Исходный текст:
________________

Учиться, учиться и учиться…
Гапон стал бывать у Ленина и Крупской дома. Лидеру большевиков он оказался интересен не только как глава стихийного движения питерских рабочих, которым эсдеки хотели овладеть, но и как выходец из крестьянской среды. Разговоры с Гапоном и Матюшенко (о нем — ниже) подтолкнули Ленина к мысли о радикализации собственной аграрной программы. В отличие от меньшевиков, правоверных марксистов, считавших крестьянство отсталым классом и следовавших провозглашенному Каутским принципу нейтралитета в споре между крестьянами и помещиком, более гибкие большевики сначала поставили вопрос об «отрезках» (то есть о возвращении крестьянам тех земель, которые были отняты от их наделов при земельном размежевании после отмены крепостного права), а потом перехватили эсеровский лозунг о конфискации всей помещичьей земли.

________________

Исходные данные:

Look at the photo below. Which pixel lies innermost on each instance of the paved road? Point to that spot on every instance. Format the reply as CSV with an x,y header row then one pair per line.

________________

Цель задания: Пожалуйста, продолжите текст о Гапоне и Ленине, начав сразу после его последнего предложения.

Ответ:
Отношение эсдеков к Гапону было различным. Так, 17 марта он встречался с представителями Бунда
[40]
. В отчете об этой встрече безымянный бундовец так характеризует Гапона: «Человек он очень неинтеллигентный, невежественный, совершенно не разбирающийся в вопросах партийной жизни. Говорит с сильным малорусским акцентом и плохо излагает свои мысли, испытывает большие затруднения при столкновении с иностранными словами (напр. „Амстердам“ произносит как „Амстедерам“ — „Амстедерамская конференция“). Оторвавшись от массы и попав в непривычную для него интеллигентскую среду, он встал на путь несомненного авантюризма. По всем ухваткам, наклонностям и складу ума это социалист-революционер, хотя он называет себя соц-дем. и уверяет, что был таким еще во время образования „Общества фабрично-заводских рабочих“. Ни о чем другом, кроме бомб, оружейных складов и т. п., он теперь не думает. Есть в его фигуре что-то, что не внушает к себе доверия, хотя глаза у него симпатичные, хорошие».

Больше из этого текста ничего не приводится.